[Teks Bacaan]
========================================

Kini, setelah dewasa aku mengerti kenapa dulu engkau melakukan itu
semua. Karena aku juga akan menjadi seorang istri dari suamiku, ibu dari
anak-anakku yang tidak akan pernah lepas dari semua pekerjaan masa
kecilku dulu. Terima kasih ibu, karena engkau aku menjadi istri yang
baik dari suamiku dan ibu yang dibanggakan oleh anak-anakku.
Saat pertama kali aku masuk sekolah di Taman Kanak-Kanak, ia yang
mengantarku hingga masuk ke dalam kelas. Dengan sabar pula ia menunggu.
Sesekali kulihat dari jendela kelas, ia masih duduk di seberang sana.
Aku tak peduli dengan setumpuk pekerjaannya di rumah, dengan rasa kantuk
yang menderanya, atau terik, atau hujan. Juga rasa jenuh dan bosannya
menunggu. Yang penting aku senang ia menungguiku sampai bel berbunyi.
Kini, setelah aku besar, aku malah sering meninggalkannya, bermain
bersama teman-teman, bepergian. Tak pernah aku menungguinya ketika ia
sakit, ketika ia membutuhkan pertolonganku disaat tubuhnya melemah. Saat
aku menjadi orang dewasa, aku meninggalkannya karena tuntutan rumah
tangga.
Di usiaku yang menanjak remaja, aku sering merasa malu berjalan
bersamanya. Pakaian dan dandanannya yang kuanggap kuno jelas tak serasi
dengan penampilanku yang trendi. Bahkan seringkali aku sengaja
mendahuluinya berjalan satu-dua meter didepannya agar orang tak
menyangka aku sedang bersamanya.
Padahal menurut cerita orang, sejak aku kecil ibu memang tak pernah
memikirkan penampilannya, ia tak pernah membeli pakaian baru, apalagi
perhiasan. Ia sisihkan semua untuk membelikanku pakaian yang bagus-bagus
agar aku terlihat cantik, ia pakaikan juga perhiasan di tubuhku dari
sisa uang belanja bulanannya.
Padahal juga aku tahu, ia yang dengan penuh kesabaran, kelembutan dan
kasih sayang mengajariku berjalan. Ia mengangkat tubuhku ketika aku
terjatuh, membasuh luka di kaki dan mendekapku erat-erat saat aku
menangis.

========================================

[Tugas Anda]
1. Dalam kisah tentang ibu, untuk apa ibu menyisihkan semua uangnya alih-alih membeli pakaian baru bagi dirinya?
2. Tolong lanjutkan kisah tentang ibu ini mulai dari kalimat terakhirnya.

[Bagian Data]
========================================

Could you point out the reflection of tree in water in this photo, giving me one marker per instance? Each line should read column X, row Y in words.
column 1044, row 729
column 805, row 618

========================================

[Hasil Latihan]
1. Untuk membelikan anaknya pakaian yang bagus-bagus agar terlihat cantik.

2.
Selepas SMA, ketika aku mulai memasuki dunia baruku di perguruan
tinggi. Aku semakin merasa jauh berbeda dengannya. Aku yang pintar,
cerdas dan berwawasan seringkali menganggap ibu sebagai orang bodoh, tak
berwawasan hingga tak mengerti apa-apa. Hingga kemudian komunikasi yang
berlangsung antara aku dengannya hanya sebatas permintaan uang kuliah
dan segala tuntutan keperluan kampus lainnya.
Usai wisuda sarjana, baru aku mengerti, ibu yang kuanggap bodoh, tak
berwawasan dan tak mengerti apa-apa itu telah melahirkan anak cerdas
yang mampu meraih gelar sarjananya. Meski Ibu bukan orang berpendidikan,
tapi do’a di setiap sujudnya, pengorbanan dan cintanya jauh melebihi
apa yang sudah kuraih. Tanpamu Ibu, aku tak akan pernah menjadi aku yang
sekarang.
Pada hari pernikahanku, ia menggandengku menuju pelaminan. Ia
tunjukkan bagaimana meneguhkan hati, memantapkan langkah menuju dunia
baru itu. Sesaat kupandang senyumnya begitu menyejukkan, jauh lebih
indah dari keindahan senyum suamiku. Usai akad nikah, ia langsung
menciumku saat aku bersimpuh di kakinya. Saat itulah aku menyadari, ia
juga yang pertama kali memberikan kecupan hangatnya ketika aku terlahir
ke dunia ini.
Kini setelah aku sibuk dengan urusan rumah tanggaku, aku tak pernah
lagi menjenguknya atau menanyai kabarnya. Aku sangat ingin menjadi istri
yang shaleh dan taat kepada suamiku hingga tak jarang aku membunuh
kerinduanku pada Ibu.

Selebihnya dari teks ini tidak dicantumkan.